─── 抽出テキスト ───

京都市が子ども若者はぐくみ局の創設と、それに乗じて各区役所の保健センターを「保健福祉センター」化し、食中毒・感染症対策等を市内1カ所の「集約化部門」で対応するとした問題について、協会が11月18日に京都市長宛に提出した「京都市の保健医療施策についての意見」に対し、京都市内各地区医師会長から続々と賛同書をいただいている。届いた賛同書は順次、京都市長宛に提出するとともに、市会各会派へ届けている。
12月12日現在、賛同書をいただいたのは、京都北・上京東部・中京東部・中京西部・山科・西京の各地区医師会長。賛同書を届けることができたことで、当局や市会各会派の議論が協会の意見書や陳情書の懸念事項を中心に展開され、緊張感の高い審議となった。ご賛同を決断いただいた会長各位に御礼申し上げるとともに、この問題は来年も協会としての意見発信を継続するので、これから検討いただく地区からのお返事をお待ちしたい。
子ども若者はぐくみ局創設決定したが…
京都市会は12月9日、閉会本会議を開き、子ども若者はぐくみ局の創設を決める「事務分掌条例」を賛成多数で可決した。これにより2017年4月の新局設置は決まった。また、新局創設に伴う「補正予算」2400万円も決まった。これは「集約化部門」設立費用の1960万円をはじめ、支所への衛生課窓口設置やはぐくみ局のシステム改修経費に充てられる。

─── 抽出資料 ───

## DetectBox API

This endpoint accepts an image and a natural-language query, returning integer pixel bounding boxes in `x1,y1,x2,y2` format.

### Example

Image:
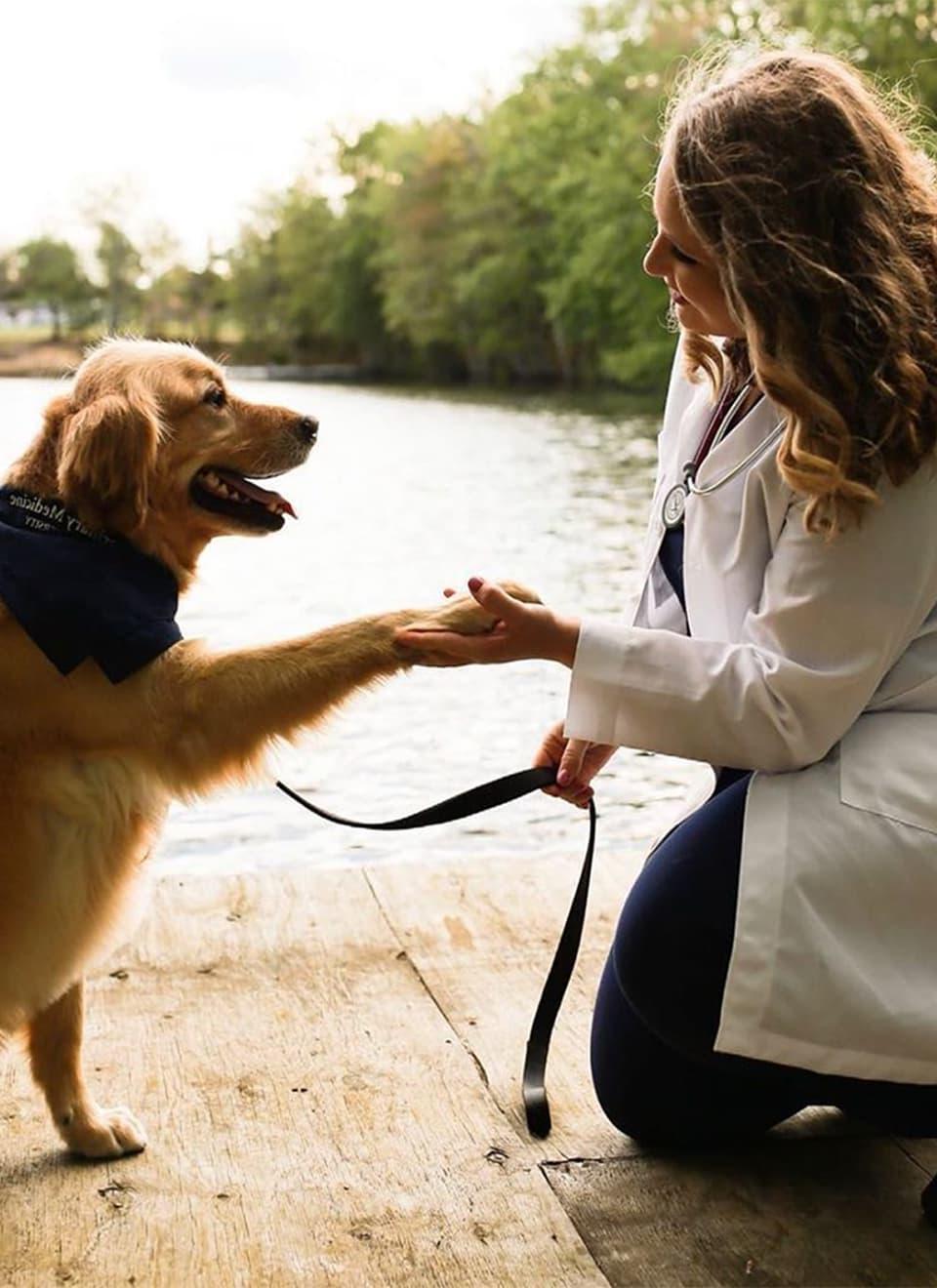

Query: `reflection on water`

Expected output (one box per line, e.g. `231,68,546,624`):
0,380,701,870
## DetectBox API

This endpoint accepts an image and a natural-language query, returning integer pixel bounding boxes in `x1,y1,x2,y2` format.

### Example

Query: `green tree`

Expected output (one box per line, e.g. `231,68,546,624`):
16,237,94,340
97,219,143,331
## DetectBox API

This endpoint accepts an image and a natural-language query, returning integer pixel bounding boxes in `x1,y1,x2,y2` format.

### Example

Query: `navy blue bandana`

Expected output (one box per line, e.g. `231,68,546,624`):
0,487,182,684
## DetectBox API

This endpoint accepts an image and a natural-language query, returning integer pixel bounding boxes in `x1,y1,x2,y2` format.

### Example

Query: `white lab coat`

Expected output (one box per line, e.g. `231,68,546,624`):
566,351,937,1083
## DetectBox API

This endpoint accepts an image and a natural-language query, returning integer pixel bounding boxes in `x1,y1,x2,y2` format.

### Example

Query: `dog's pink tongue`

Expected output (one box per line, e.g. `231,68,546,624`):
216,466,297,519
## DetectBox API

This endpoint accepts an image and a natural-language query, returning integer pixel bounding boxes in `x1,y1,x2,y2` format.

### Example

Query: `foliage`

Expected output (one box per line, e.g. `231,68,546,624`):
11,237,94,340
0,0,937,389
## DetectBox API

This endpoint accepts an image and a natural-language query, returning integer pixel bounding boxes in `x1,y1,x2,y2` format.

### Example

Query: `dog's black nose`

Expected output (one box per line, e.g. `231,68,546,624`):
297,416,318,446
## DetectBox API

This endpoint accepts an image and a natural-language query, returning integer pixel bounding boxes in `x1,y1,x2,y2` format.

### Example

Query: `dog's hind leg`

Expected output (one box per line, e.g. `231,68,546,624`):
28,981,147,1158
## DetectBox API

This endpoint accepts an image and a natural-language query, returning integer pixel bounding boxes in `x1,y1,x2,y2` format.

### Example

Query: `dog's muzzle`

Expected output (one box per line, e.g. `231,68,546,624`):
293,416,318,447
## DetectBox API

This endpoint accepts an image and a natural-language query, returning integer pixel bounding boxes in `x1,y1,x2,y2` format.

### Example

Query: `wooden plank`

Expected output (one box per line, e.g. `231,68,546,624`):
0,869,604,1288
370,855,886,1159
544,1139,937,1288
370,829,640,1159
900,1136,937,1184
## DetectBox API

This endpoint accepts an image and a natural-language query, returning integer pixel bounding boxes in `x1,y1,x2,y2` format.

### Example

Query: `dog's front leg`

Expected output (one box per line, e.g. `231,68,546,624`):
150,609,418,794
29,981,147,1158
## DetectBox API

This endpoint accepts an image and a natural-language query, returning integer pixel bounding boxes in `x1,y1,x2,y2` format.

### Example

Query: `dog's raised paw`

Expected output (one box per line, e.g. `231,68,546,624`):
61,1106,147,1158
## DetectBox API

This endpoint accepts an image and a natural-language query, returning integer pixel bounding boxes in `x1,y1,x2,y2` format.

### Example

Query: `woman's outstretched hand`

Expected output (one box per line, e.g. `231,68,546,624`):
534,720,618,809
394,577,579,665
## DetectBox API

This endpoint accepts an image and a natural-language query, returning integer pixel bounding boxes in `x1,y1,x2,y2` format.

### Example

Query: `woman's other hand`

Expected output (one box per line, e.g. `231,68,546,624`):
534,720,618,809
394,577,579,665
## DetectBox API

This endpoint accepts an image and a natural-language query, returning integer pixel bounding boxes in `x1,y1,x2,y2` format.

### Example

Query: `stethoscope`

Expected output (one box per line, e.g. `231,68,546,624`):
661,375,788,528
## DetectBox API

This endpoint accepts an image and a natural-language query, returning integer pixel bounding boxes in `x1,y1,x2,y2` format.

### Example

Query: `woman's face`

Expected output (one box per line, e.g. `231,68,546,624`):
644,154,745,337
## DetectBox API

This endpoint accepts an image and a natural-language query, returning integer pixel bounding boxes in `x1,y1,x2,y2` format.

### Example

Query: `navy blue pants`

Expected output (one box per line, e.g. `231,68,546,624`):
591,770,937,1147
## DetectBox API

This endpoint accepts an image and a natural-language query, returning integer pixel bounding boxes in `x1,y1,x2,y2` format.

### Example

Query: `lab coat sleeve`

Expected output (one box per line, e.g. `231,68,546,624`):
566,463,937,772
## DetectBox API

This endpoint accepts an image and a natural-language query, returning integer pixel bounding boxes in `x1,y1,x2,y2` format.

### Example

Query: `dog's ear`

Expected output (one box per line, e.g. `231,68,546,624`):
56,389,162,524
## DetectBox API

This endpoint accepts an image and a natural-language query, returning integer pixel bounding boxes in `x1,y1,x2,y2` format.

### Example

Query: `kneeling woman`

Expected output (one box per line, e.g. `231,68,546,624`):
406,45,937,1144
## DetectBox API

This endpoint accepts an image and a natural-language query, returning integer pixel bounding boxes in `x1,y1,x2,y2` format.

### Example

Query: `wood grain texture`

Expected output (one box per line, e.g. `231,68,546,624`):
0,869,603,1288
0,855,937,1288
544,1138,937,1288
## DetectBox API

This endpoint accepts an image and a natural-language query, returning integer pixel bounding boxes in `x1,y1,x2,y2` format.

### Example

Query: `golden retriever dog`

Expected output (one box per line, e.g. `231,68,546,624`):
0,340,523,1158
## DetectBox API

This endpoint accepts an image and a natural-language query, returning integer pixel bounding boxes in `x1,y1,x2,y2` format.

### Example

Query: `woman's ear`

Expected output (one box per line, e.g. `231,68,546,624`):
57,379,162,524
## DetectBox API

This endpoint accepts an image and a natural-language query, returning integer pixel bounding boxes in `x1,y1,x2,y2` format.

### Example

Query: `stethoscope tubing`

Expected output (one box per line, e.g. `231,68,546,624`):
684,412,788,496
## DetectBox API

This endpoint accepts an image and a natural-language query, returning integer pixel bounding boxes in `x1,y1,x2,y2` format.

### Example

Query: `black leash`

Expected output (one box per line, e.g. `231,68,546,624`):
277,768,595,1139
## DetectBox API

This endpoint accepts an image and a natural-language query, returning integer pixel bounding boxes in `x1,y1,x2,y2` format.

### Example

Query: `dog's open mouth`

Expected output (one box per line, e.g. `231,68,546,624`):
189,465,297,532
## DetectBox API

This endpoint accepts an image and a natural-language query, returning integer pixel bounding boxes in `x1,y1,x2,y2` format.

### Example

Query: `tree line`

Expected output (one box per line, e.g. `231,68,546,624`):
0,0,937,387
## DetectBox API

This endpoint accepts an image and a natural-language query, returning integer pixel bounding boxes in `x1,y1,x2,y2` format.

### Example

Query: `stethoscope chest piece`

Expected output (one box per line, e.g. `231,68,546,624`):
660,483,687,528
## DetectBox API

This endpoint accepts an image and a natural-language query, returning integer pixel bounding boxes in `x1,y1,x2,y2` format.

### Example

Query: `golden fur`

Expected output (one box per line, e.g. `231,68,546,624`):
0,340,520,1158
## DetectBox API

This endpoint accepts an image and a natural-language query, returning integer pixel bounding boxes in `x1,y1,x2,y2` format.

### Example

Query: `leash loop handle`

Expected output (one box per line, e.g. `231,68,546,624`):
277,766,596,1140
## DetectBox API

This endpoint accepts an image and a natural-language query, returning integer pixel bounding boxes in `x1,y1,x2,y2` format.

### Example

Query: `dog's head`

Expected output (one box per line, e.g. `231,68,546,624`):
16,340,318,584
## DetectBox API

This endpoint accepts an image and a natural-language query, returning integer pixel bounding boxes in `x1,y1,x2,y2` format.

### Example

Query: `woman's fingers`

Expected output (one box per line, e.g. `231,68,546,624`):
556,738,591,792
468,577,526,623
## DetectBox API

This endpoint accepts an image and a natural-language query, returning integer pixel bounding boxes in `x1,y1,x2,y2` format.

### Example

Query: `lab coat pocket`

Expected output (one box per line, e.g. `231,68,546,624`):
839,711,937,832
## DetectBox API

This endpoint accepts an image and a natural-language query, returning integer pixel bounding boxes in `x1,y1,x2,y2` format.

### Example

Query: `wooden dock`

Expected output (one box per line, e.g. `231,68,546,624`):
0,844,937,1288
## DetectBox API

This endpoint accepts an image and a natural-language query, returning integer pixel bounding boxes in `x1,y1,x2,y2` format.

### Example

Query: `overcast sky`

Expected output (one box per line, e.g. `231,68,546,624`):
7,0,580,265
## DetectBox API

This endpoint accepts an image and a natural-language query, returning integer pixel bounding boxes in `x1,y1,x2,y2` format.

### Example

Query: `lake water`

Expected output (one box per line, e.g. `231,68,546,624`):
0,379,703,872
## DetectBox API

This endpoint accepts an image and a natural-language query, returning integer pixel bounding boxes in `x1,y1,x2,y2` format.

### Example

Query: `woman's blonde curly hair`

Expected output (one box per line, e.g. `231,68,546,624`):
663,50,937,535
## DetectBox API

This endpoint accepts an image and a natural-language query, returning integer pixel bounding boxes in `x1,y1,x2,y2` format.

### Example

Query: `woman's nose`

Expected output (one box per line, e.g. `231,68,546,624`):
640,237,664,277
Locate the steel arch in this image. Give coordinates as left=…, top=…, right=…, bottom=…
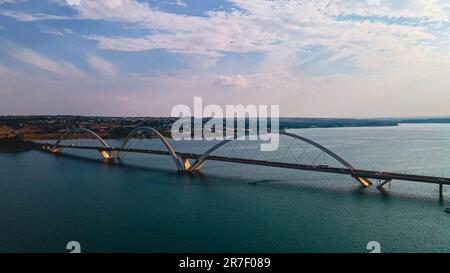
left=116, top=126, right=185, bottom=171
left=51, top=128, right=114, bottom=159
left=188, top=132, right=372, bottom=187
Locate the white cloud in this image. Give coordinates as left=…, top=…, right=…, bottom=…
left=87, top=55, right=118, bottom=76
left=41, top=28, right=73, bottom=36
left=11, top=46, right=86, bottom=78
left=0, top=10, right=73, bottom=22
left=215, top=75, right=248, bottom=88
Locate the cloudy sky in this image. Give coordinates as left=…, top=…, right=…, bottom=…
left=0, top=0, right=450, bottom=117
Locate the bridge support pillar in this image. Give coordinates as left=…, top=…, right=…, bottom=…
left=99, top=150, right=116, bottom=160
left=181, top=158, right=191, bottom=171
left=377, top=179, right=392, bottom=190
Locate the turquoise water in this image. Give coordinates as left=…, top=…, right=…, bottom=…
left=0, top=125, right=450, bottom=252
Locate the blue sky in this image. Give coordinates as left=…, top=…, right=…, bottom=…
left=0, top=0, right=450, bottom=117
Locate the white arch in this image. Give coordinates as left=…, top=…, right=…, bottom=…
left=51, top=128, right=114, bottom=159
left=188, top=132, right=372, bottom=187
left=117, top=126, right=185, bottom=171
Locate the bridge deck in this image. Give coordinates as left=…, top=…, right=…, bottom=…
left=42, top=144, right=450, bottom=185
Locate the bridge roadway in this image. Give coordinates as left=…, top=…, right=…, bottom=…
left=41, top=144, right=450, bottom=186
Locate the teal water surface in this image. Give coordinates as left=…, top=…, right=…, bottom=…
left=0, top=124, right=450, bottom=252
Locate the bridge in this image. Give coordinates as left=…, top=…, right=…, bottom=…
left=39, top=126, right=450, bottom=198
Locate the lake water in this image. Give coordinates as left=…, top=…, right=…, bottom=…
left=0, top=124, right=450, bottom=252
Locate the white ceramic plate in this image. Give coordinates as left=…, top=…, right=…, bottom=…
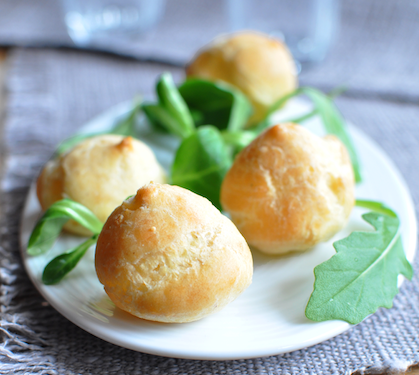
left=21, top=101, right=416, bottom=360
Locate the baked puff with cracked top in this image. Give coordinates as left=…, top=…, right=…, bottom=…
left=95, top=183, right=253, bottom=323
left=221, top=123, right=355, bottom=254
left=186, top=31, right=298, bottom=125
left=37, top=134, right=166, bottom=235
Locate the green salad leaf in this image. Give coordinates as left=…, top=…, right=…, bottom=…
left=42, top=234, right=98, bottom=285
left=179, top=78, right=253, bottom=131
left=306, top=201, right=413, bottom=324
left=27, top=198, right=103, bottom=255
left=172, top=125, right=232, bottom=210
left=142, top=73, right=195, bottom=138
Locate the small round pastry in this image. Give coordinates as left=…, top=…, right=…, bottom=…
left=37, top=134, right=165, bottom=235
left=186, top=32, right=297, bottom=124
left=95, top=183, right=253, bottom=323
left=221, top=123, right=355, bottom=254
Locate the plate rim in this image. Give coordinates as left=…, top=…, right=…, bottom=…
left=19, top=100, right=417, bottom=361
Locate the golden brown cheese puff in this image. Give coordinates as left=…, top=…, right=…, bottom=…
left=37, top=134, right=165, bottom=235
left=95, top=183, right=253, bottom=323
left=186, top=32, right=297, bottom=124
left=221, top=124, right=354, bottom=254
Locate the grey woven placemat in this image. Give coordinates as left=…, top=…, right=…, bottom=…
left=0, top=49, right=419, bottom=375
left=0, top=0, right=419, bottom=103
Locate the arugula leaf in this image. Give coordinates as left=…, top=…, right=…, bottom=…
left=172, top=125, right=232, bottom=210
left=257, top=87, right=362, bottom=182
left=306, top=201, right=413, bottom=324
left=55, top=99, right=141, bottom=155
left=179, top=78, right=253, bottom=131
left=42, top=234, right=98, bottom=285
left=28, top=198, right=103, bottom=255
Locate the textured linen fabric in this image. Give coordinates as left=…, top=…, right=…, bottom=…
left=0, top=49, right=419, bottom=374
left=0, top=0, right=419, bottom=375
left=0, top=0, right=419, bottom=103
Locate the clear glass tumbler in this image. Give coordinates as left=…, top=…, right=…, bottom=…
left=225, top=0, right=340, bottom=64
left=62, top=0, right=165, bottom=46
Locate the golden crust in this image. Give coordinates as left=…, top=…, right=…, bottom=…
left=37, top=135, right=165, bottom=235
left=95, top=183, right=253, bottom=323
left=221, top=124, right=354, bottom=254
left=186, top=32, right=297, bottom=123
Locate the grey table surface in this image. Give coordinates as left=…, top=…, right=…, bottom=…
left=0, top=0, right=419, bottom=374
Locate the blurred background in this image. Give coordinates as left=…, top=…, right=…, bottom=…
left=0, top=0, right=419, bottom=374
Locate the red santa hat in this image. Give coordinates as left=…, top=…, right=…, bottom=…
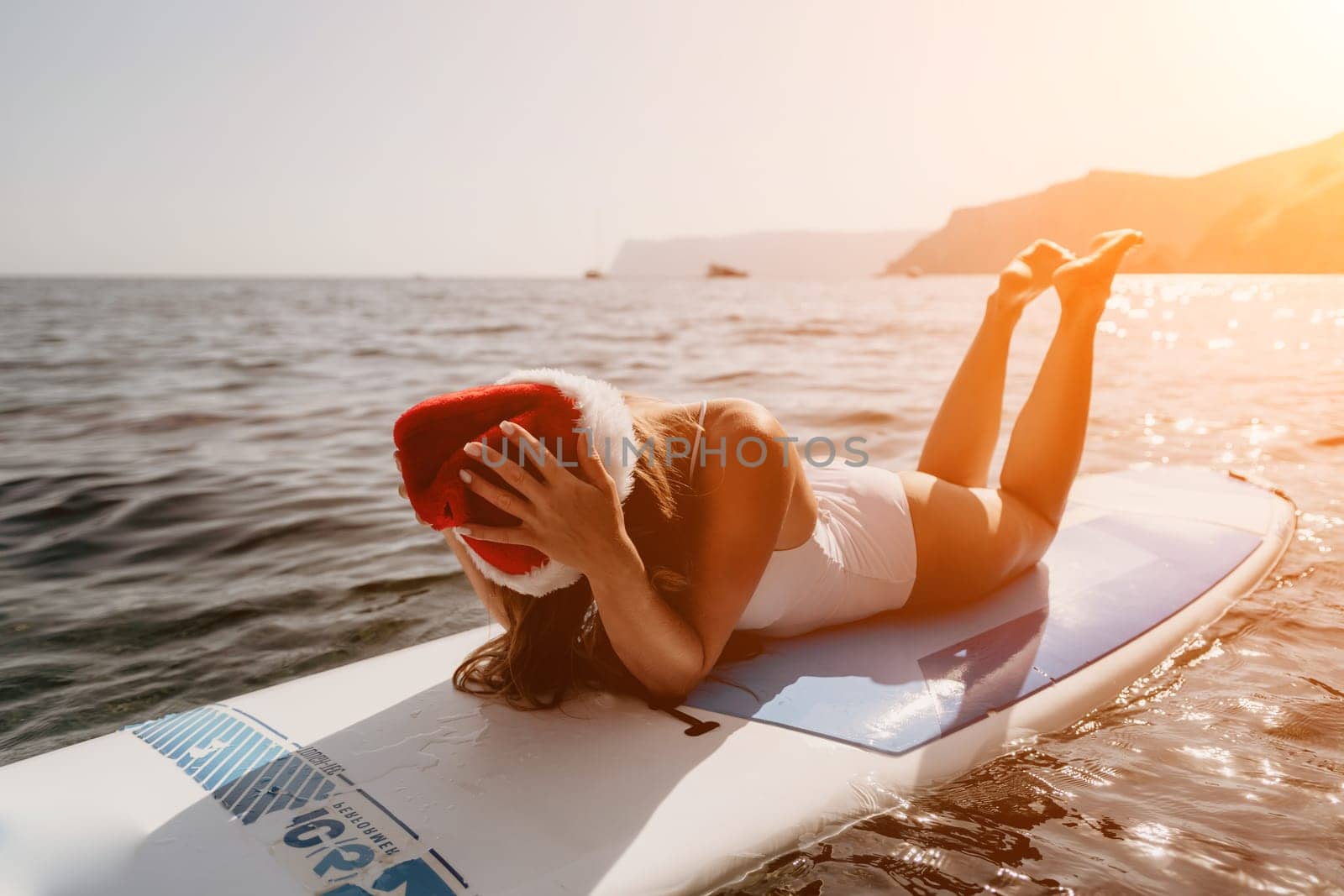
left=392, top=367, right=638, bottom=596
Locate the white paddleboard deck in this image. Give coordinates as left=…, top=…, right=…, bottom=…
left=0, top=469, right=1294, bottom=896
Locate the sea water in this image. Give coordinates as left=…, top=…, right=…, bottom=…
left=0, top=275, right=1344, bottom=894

───

• 課題一覧:
A – 抽出テキストで、新局創設に伴う補正予算のうち「集約化部門」設立費用として示されている金額はいくらか。
B – 抽出テキストから、12月12日現在で賛同書を寄せた地区医師会の名称をすべて挙げよ。
C – 抽出テキストの最終文の後から、同じ文体で記事を書き継げ。

• 解答一覧:
A – 1960万円

B – 京都北、上京東部、中京東部、中京西部、山科、西京

C –
市会本会議では、民進党が条例改正案は賛成する一方、会派意見として「附帯意見」を出し、「今後、具体的な事業の在り方については、17年度予算に向けて整理していくとされているが、議会にも検討状況を随時示しながら、子育て施策や公衆衛生の充実に努め」ることを求め、「感染症対策など緊急時における危機管理体制を構築すること」等を要求。共産党は改正案に反対し、「はぐくみ」という言葉は大人目線の発想。札幌市の子ども未来局は、「子どもの権利条例」を策定、行動計画を立て、その実現のために立ち上げられた。子どもを権利主体と捉える必要がある。保健福祉センター化は配置人員すら示されず、不透明な提案であり、賛成できないとした。
「保健福祉センター」の創設自体は、条例事項でなく市が定める規則での対応となる。
協会は、保健福祉センター化で京都市の保健衛生行政の後退を招かないよう、議会終了後も引き続き、必要な要望・提言活動を進めていく。